## Start Text shown

Once the meeting became public knowledge, Veselnitskaya publicly denied having any links to the Kremlin. Earlier this year, though, she admitted to having links to government officials — including to Chaika.
“Since 2013, I have been actively communicating with the office of the Russian prosecutor general,” she said in an interview with NBC News.
Akhmetshin has his own nebulous ties to the Russian government. A former counterintelligence officer in the Soviet Union, Akhmetshin was known for trading in information stolen in computer hacks, according to a Times report — including emails.
Foreign Policy obtained a memo detailing the case that Veselnitskaya planned to make in that meeting. The short version, which isn’t that short, goes something like this:
Corporate entities owned by business executive Bill Browder in Russia were surreptitiously transferred to new owners, who then admitted to fraudulent activity, allowing them to get a $230 million tax refund since the fraud meant that the companies’ profits were overstated. Browder hired an accountant named Sergei Magnitsky to investigate what happened. Magnitsky discovered that corrupt officials facilitated the move and that the new owners of Browder’s businesses included people linked to organized crime. Magnitsky was arrested on fraud charges (by police linked to those he’d identified as corrupt) and died in prison. Browder subsequently pushed successfully for sanctions against those Magnitsky had named. To pressure Congress to revoke the law that implemented those sanctions, the Magnitsky Act, Russia declared that Americans could no longer adopt Russian children.
The case Veselnitskaya was prepared to make was slightly more complicated than that, looping in business partners of Browder’s who, she apparently argued, were major Democratic Party donors. When Russian President Vladimir Putin raised the issue of Browder during the news conference after his meeting with Trump in Helsinki last month, he made a more serious allegation: $400 million in illicit funds went to Clinton’s campaign. (The Russian government later clarified that Putin meant $400,000.) Browder never paid taxes on that money, Putin argued, perhaps referring to the tax refund taken by the new owners of Browder’s companies.
When Trump Jr. was describing the meeting to Hannity in July 2017, he waved off what he had learned.

## End Text shown
## Start Items

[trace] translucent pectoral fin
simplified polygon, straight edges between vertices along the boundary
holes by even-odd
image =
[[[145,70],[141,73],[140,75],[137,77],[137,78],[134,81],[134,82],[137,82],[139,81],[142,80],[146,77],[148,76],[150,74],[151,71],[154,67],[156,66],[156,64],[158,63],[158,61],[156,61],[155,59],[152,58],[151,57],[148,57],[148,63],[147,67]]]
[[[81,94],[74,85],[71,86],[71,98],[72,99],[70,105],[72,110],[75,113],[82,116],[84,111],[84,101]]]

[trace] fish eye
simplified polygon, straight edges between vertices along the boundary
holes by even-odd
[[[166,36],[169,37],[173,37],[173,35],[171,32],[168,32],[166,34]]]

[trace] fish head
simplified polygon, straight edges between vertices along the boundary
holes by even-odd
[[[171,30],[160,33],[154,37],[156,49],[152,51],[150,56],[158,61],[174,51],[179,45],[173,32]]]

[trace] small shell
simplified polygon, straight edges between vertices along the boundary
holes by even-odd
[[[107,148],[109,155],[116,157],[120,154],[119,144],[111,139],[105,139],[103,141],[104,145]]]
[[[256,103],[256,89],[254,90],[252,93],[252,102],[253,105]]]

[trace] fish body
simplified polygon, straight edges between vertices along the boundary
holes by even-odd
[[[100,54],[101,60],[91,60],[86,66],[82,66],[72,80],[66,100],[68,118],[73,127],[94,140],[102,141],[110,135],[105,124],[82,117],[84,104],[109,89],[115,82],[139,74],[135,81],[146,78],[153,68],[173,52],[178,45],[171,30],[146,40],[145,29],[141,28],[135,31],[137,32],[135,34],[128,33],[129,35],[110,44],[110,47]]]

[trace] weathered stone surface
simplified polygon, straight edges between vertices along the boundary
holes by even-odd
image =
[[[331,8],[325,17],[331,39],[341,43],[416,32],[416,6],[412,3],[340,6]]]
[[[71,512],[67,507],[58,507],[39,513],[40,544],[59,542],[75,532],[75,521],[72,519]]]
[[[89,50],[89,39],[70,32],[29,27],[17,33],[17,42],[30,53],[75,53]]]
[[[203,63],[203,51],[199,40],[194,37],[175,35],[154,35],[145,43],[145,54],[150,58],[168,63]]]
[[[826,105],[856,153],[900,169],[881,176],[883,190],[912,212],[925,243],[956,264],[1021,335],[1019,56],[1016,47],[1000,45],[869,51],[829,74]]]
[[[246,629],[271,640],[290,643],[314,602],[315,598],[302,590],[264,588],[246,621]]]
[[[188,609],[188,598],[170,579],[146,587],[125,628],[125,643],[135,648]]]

## End Items

Stated goal 1: Print the section of the passage about the Veselnitskaya meeting that opens with the words containing "Once the meeting" and closes with "including to Chaika.".
Stated goal 2: In the passage about the Veselnitskaya meeting, what job did Akhmetshin once hold in the Soviet Union?
Stated goal 3: Carry on the passage about the Veselnitskaya meeting from where it stops.
The records have nothing to do with the passage.

Written response 1:
Once the meeting became public knowledge, Veselnitskaya publicly denied having any links to the Kremlin. Earlier this year, though, she admitted to having links to government officials — including to Chaika.

Written response 2: He was a counterintelligence officer.

Written response 3:
“It just was sort of nonsensical, inane and garbled, and then quickly went on to, you know, a story about Russian adoption and how we could possibly help,” he said. It was so uninteresting that “Jared left after a few minutes” and “Paul got on the phone,” he said.
Manafort was on his phone — taking notes. Those notes, released by the Senate Judiciary Committee, include various references to subjects that overlap with Veselnitskaya’s memo. That includes the line “Active sponsors of RNC” — perhaps a mistyped or autocorrected reference to two associates of Browder’s mentioned in Veselnitskaya’s memo who are described as “the main sponsor of the Democrats.”
In an interview with NBC the same day as Trump Jr.’s conversation with Hannity, Veselnitskaya said Trump Jr. asked only one question: “whether I had any financial records which might prove that the funds used to sponsor the [Democratic National Committee] were coming from inappropriate sources.” She said he was insistent on the point.
“I was probably pressing because the pretext of the meeting was, ‘Hey, I have information about your opponent,’ ” Trump Jr. told Hannity. “It was this, you know, ‘Hey, some DNC donors may have done something and Russia and they didn’t pay taxes’ — I was, like, ‘What does this have to do with anything?’ ”
Trump Jr.’s second statement about his involvement in the meeting addressed this same point.
“After pleasantries were exchanged, the woman stated that she had information that individuals connected to Russia were funding the Democratic National Committee and supporting Ms. Clinton,” that statement read. “Her statements were vague, ambiguous and made no sense. No details or supporting information was provided or even offered.”
It’s important to note the timeline here. This meeting was on June 9, 2016 — less than a week before The Washington Post first reported that hackers thought to be linked to the Russian government had hacked into the DNC and stolen communications, including emails. An indictment obtained by special counsel Robert S. Mueller III indicates that the intrusion began in mid-April, shortly before a Trump campaign adviser named George Papadopoulos is told by a Kremlin-linked professor that the Russians had “dirt” on Clinton.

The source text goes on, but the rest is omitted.